## [Written task 1]
According to the Polars performance section, why should you use the smallest necessary numeric type? Answer in one to three sentences.
## [Written task 2]
Copy the Polars performance section from "Use the smallest" up to and including "columns you need.", swapping "Parquet" for "Feather".
## [Written task 3]
In the Polars performance section, who provided the messy dataset used for the cleanup comparison?

## [Source passage]
=====

3 Performance

As you’ve probably heard by now, Polars is very very fast. Well-written Polars is quicker than well-written Pandas, and it’s easier to write Polars well. With that in mind…

3.1 Six fairly obvious performance rules

Here are some tips that are almost always a good idea:

Use the lazy API.
Use Exprs, and don’t use .apply unless you really have to.
Use the smallest necessary numeric types (so if you have an integer between 0 and 255, use pl.UInt8, not pl.Int64). This will save both time and space.
Use efficient storage (if you’re dumping stuff in files, Parquet is a good choice).
Use categoricals for recurring strings (but note that it may not be worth it if there’s not much repetition).
Only select the columns you need.

Tip

If your colleagues are happy with CSVs and can’t be convinced to use something else, tell them that the Modern Polars book says they should feel bad.

These are basically the same rules you’d follow when using Pandas, except for the one about the lazy API. Now for some comparisons between the performance of idiomatic Pandas and Polars.

3.2 Polars is faster at the boring stuff

Here we’ll clean up a messy dataset, kindly provided by Kaggle user Rachit Toshniwal as a deliberate example of a really crap CSV. Most of the cleanup involves extracting numeric data from awkward strings.

=====

[Records from a point labeling set]
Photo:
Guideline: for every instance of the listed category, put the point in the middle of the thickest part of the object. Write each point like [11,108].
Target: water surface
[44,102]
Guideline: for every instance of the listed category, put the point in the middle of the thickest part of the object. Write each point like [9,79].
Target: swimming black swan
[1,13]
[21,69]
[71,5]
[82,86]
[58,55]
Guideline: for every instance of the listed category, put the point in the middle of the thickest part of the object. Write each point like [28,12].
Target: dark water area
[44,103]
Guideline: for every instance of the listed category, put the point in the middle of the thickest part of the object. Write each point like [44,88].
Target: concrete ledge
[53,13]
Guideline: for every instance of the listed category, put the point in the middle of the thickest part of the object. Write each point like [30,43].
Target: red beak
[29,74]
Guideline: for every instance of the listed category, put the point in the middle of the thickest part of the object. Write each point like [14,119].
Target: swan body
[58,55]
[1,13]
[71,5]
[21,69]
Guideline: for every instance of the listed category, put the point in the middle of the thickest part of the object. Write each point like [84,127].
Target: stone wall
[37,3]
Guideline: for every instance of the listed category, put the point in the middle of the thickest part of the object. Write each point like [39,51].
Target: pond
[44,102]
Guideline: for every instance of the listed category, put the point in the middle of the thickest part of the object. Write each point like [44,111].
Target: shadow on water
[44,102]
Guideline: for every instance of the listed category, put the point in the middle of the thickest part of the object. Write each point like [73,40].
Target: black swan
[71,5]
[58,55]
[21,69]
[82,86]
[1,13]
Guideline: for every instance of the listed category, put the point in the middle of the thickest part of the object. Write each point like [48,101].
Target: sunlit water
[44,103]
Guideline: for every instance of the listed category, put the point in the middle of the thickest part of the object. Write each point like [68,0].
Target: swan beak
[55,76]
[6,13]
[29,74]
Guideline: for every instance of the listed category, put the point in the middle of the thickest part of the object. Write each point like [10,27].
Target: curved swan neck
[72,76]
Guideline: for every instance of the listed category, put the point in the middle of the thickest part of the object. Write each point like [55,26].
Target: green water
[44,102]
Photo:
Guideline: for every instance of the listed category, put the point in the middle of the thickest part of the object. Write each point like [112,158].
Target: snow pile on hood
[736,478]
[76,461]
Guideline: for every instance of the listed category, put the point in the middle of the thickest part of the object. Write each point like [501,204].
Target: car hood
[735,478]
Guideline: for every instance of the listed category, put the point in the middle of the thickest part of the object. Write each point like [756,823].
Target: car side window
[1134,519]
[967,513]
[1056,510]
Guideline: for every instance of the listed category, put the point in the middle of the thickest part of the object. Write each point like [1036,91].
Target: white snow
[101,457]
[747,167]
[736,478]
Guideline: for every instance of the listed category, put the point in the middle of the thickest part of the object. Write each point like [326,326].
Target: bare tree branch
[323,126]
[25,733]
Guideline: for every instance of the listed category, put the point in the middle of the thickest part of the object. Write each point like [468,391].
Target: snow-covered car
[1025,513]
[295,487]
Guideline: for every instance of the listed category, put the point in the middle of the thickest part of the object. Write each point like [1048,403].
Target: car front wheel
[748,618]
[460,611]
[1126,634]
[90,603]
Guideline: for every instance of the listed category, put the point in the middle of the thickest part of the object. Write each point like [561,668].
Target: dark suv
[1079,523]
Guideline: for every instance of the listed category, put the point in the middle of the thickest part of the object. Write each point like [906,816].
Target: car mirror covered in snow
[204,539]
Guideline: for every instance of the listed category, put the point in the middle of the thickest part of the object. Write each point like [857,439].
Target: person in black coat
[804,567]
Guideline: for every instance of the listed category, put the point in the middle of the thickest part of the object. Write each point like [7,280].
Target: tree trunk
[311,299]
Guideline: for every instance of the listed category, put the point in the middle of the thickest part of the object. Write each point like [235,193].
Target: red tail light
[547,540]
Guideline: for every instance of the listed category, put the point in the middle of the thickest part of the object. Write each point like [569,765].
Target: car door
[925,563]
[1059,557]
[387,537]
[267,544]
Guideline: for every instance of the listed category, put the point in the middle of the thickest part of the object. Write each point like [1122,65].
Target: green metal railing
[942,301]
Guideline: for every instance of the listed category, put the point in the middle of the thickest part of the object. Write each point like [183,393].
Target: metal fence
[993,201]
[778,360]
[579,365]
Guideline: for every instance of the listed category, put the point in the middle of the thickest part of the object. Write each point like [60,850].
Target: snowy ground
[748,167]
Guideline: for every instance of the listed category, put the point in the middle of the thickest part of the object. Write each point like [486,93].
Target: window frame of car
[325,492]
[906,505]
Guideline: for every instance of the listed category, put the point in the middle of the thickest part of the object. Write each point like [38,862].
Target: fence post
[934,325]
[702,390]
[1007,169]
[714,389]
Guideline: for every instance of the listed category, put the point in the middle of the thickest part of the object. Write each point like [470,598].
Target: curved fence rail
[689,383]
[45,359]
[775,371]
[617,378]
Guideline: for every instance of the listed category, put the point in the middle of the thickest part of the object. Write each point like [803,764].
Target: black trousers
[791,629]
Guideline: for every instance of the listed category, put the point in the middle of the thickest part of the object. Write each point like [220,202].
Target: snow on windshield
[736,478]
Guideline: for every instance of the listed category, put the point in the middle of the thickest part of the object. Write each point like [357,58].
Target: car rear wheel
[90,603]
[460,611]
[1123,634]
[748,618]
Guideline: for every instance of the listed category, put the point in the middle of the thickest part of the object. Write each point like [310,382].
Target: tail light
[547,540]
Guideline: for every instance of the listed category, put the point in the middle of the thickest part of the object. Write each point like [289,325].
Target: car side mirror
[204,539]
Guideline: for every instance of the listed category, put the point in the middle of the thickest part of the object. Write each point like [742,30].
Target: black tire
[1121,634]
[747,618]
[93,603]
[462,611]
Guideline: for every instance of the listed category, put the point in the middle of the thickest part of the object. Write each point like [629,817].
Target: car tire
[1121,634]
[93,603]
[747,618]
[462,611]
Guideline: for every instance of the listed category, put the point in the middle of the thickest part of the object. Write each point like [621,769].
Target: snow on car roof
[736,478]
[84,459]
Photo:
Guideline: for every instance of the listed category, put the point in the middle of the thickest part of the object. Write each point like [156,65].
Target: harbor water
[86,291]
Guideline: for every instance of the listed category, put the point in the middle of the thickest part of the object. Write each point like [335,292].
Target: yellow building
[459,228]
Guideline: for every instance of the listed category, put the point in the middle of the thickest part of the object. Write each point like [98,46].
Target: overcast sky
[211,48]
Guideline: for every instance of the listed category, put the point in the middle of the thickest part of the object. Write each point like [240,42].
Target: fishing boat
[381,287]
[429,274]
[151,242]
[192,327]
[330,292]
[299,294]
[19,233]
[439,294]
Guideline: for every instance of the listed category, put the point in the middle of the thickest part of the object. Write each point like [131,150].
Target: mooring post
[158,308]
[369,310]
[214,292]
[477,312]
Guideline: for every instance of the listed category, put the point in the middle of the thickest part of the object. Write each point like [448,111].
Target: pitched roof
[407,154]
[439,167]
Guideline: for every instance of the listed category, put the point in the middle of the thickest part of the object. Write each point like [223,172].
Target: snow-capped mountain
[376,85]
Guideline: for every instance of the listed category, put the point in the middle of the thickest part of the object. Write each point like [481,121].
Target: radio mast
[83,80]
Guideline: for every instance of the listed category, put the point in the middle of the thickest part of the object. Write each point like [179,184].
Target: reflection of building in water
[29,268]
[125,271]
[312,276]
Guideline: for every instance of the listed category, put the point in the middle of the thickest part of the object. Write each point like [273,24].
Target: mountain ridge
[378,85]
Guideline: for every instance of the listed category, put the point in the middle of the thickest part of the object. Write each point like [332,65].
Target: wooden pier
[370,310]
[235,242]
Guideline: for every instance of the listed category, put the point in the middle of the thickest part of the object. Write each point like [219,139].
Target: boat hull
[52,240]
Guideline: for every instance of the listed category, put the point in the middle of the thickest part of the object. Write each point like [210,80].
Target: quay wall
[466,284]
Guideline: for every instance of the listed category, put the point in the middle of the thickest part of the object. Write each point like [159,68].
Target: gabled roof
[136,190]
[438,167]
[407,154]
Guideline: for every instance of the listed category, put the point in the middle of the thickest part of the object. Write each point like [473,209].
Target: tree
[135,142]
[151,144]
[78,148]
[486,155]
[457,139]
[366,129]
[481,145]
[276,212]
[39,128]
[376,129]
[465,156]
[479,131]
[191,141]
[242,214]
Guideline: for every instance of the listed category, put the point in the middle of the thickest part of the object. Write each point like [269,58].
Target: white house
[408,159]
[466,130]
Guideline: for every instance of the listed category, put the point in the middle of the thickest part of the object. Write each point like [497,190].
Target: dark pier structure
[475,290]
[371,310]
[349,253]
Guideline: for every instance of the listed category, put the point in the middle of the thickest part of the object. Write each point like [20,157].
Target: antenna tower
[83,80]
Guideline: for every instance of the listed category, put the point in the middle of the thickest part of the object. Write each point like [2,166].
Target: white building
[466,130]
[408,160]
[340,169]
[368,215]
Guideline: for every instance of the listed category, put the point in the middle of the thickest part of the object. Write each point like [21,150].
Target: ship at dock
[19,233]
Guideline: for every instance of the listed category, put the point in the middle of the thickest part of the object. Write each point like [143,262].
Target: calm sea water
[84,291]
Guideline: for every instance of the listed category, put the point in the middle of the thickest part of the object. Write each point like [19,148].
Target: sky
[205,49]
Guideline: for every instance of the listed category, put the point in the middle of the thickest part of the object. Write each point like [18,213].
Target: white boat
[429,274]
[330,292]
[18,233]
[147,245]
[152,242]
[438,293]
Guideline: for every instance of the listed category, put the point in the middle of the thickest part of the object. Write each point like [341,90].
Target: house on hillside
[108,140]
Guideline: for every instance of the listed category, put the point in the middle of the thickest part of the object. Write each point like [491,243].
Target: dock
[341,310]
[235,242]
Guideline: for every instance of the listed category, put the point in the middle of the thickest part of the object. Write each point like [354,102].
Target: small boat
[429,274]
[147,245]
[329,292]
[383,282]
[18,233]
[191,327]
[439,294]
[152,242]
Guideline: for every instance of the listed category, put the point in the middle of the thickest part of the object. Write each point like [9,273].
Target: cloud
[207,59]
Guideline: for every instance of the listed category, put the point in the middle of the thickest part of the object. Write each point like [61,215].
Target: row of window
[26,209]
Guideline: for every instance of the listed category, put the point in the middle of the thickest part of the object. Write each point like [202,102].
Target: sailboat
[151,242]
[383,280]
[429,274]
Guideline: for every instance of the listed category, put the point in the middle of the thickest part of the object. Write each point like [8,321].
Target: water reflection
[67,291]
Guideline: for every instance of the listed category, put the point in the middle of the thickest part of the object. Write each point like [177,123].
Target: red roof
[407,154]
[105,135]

=====

## [Correct result 1]
Using the smallest numeric type that fits the data saves both time and space. For example, an integer between 0 and 255 should be stored as pl.UInt8, not pl.Int64.

## [Correct result 2]
Use the smallest necessary numeric types (so if you have an integer between 0 and 255, use pl.UInt8, not pl.Int64). This will save both time and space.
Use efficient storage (if you’re dumping stuff in files, Feather is a good choice).
Use categoricals for recurring strings (but note that it may not be worth it if there’s not much repetition).
Only select the columns you need.

## [Correct result 3]
Kaggle user Rachit Toshniwal.